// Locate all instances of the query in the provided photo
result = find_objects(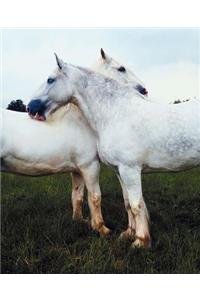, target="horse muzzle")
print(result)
[26,99,47,121]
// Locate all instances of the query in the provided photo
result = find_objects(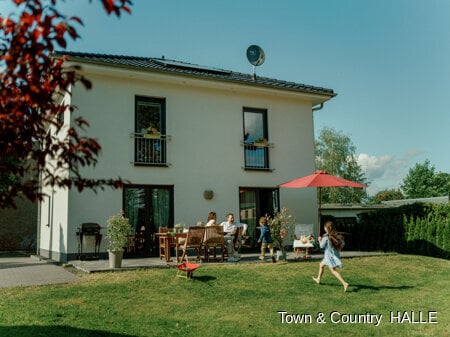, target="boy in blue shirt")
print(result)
[258,216,275,262]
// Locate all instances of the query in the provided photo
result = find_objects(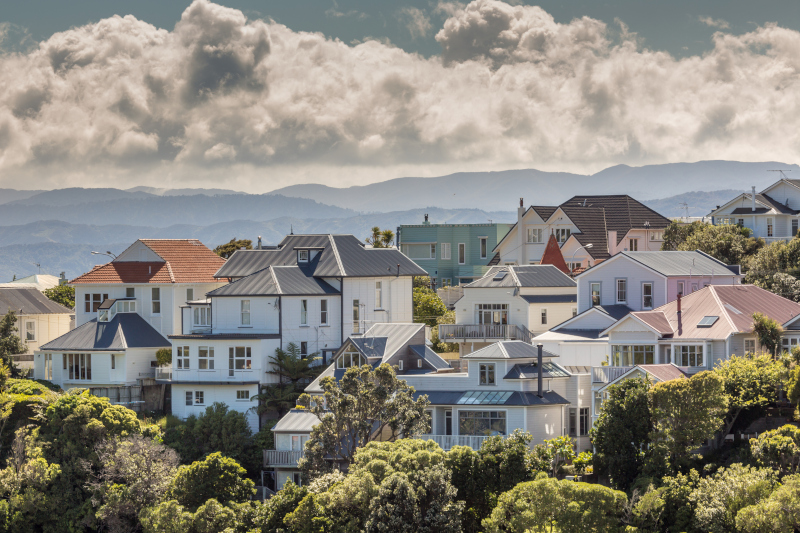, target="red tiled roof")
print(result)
[70,239,225,284]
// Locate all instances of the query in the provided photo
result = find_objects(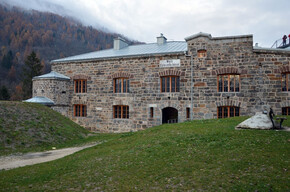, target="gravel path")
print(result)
[0,143,100,170]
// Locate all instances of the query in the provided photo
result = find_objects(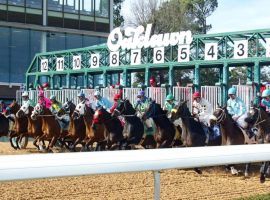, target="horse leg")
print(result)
[245,163,251,177]
[260,162,269,183]
[9,132,17,150]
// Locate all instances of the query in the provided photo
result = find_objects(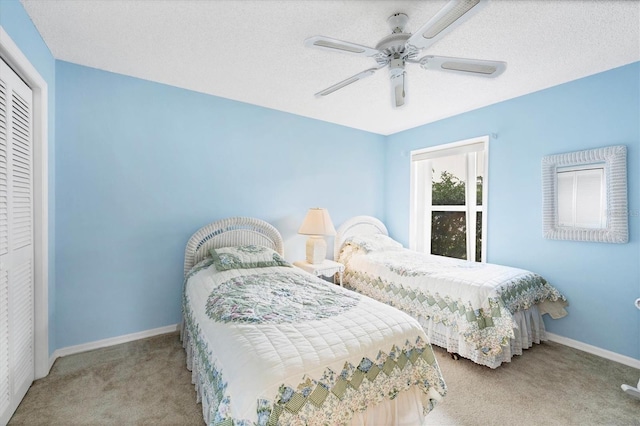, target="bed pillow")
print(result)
[209,244,292,271]
[345,234,402,253]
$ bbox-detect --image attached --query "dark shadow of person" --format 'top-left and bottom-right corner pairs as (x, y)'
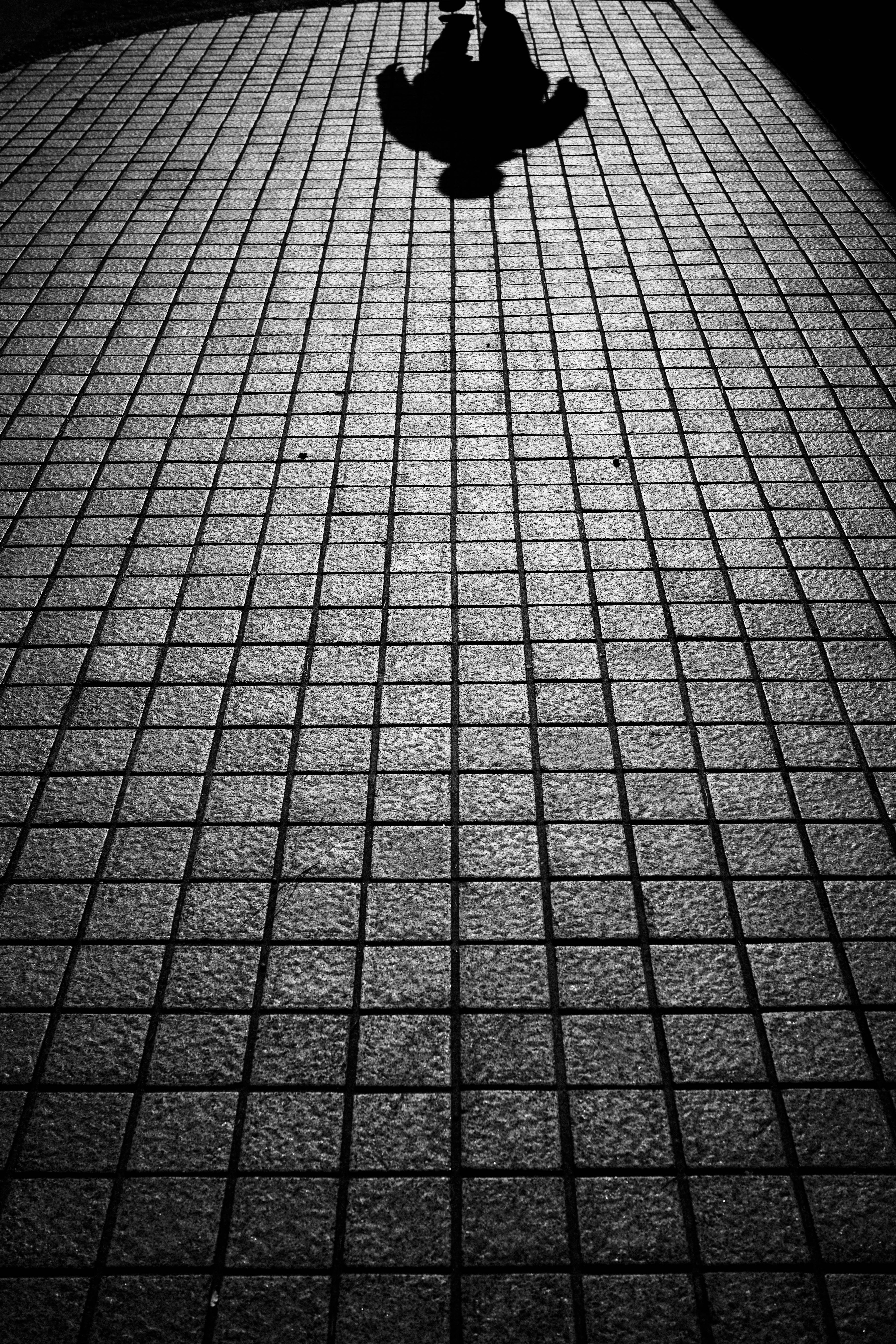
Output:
(376, 0), (588, 198)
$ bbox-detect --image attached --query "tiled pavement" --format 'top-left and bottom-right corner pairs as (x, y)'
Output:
═══
◆ Exercise objective
Filter the entries above, copying out every line that contains the string "bbox" and keeping the lines in their original order.

◆ Written solution
$ bbox-detect --image attached --query "dark shadow of person" --format 'top-left and bottom-right corner pairs as (x, y)'
$ bbox-detect --image attached --query "tiled pavement" --format 'top-left and bottom-right corner pairs as (x, y)'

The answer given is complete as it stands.